**THE EXERCISE:**
How many lines in the records contain the word "orange"? Reply with the number alone.
## begin
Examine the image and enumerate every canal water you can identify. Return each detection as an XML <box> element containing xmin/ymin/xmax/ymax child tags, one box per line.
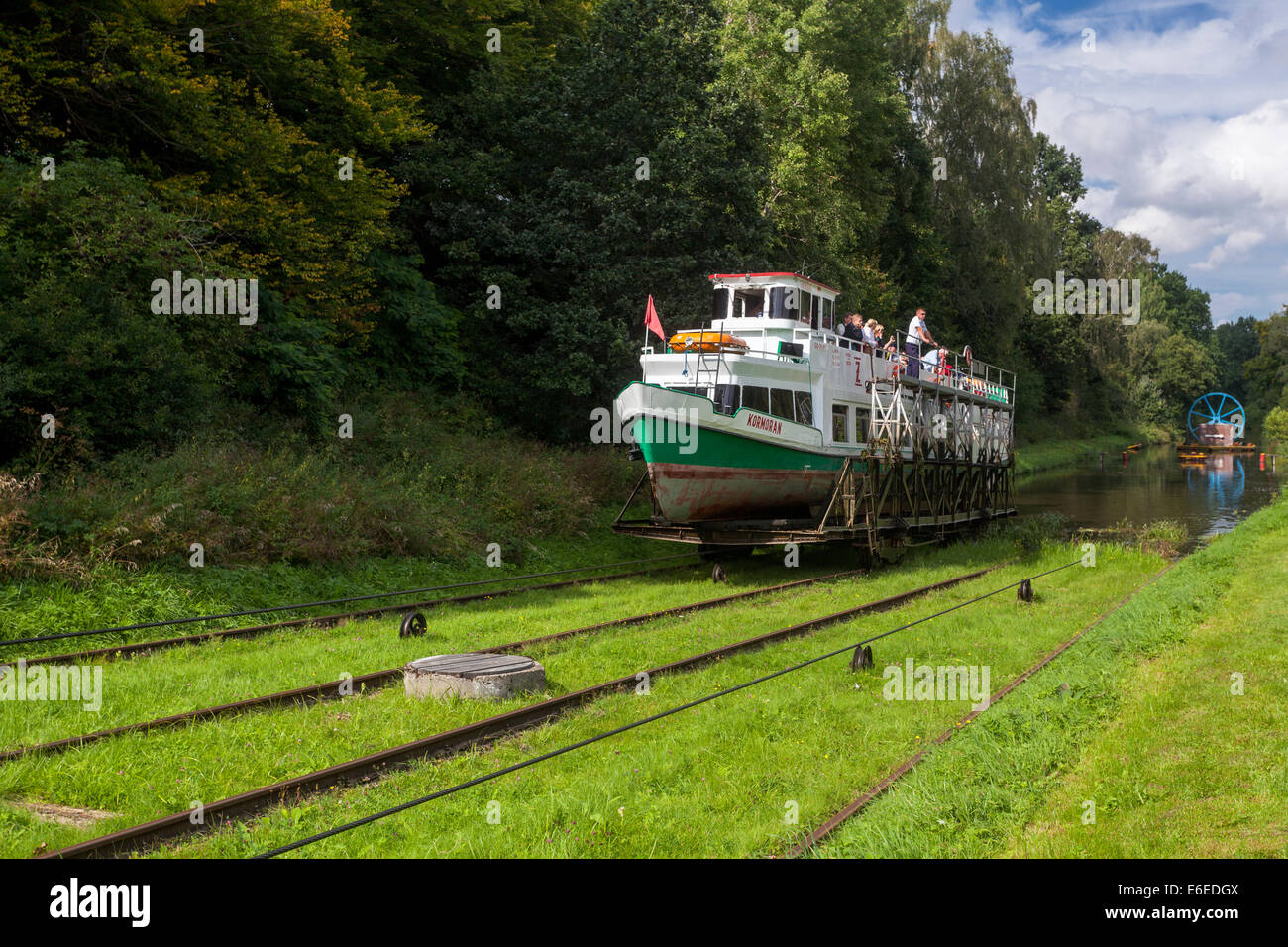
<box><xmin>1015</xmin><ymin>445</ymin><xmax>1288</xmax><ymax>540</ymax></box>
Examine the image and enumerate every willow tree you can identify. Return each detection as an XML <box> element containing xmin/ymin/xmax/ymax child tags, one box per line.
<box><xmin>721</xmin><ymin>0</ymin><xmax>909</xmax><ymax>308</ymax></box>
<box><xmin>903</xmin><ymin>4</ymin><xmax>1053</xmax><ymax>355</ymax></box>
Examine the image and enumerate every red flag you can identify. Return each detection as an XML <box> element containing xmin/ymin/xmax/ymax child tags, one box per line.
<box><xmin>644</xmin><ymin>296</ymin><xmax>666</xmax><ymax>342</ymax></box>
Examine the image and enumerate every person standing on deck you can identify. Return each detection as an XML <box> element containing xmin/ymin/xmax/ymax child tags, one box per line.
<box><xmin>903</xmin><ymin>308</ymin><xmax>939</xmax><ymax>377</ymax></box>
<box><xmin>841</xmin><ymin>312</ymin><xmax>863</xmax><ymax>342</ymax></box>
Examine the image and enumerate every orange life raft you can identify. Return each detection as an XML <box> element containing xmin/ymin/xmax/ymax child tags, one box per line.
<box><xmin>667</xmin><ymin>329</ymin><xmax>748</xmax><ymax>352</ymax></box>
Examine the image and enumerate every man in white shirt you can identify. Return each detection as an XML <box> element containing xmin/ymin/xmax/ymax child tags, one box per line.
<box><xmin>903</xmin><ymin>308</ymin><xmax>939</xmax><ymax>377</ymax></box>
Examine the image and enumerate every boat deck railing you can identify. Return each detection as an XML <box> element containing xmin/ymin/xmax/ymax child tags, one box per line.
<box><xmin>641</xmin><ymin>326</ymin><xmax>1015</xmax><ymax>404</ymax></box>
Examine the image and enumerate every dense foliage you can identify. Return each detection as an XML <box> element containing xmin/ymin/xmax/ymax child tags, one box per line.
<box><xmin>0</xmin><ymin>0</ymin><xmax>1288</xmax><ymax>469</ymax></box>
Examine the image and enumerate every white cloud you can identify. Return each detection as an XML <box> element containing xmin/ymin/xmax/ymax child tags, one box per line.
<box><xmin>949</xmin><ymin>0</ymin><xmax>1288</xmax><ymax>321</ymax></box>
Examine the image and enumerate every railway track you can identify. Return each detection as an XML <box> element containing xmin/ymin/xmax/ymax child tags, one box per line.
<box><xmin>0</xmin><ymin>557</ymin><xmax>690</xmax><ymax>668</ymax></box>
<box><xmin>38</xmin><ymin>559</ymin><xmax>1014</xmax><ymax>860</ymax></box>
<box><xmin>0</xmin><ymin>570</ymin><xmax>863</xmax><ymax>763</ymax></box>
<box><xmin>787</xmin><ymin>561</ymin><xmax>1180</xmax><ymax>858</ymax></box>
## end
**ANSWER:**
1